- **PROBLEM DETAILS**: Reproduce every line of the material below as a numbered list, leaving out any blank lines.

- **DATA FOR THIS TASK**:
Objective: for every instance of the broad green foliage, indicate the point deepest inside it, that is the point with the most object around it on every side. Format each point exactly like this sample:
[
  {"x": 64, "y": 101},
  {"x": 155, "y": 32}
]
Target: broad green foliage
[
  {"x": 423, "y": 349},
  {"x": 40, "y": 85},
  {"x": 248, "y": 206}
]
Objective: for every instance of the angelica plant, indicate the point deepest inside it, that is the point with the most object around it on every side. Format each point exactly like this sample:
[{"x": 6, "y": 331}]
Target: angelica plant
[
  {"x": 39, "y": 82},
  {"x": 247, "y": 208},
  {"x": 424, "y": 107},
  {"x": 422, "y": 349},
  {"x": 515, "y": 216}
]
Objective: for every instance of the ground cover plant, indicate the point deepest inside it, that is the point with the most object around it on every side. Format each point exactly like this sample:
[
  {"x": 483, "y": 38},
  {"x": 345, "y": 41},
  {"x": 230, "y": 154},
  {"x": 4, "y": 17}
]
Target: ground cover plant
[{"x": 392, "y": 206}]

- **EXERCISE ANSWER**:
1. Objective: for every instance of the broad green foliage, indicate the point deepest inside it, that is the point with the most object around it on every side. Format each point exactly like this sample:
2. [
3.   {"x": 64, "y": 101},
4.   {"x": 155, "y": 32}
5. ]
6. Target: broad green foliage
7. [
8.   {"x": 423, "y": 349},
9.   {"x": 40, "y": 85},
10.   {"x": 248, "y": 206}
11. ]
12. Objective: for every instance of the angelica plant, indicate the point deepest inside it, that is the point with the most object around it on every side. Format each point exactly like this sample:
13. [{"x": 6, "y": 331}]
14. Target: angelica plant
15. [
16.   {"x": 39, "y": 82},
17.   {"x": 247, "y": 208},
18.   {"x": 424, "y": 107},
19.   {"x": 422, "y": 349},
20.   {"x": 515, "y": 216}
21. ]
22. Objective: for every instance of the ground cover plant, indicate the point deepest inside it, that is the point with the most object around it on every side. Format each point exactly like this sample:
23. [
24.   {"x": 483, "y": 38},
25.   {"x": 345, "y": 41},
26.   {"x": 230, "y": 154},
27.   {"x": 4, "y": 17}
28. ]
29. Target: ground cover plant
30. [{"x": 392, "y": 206}]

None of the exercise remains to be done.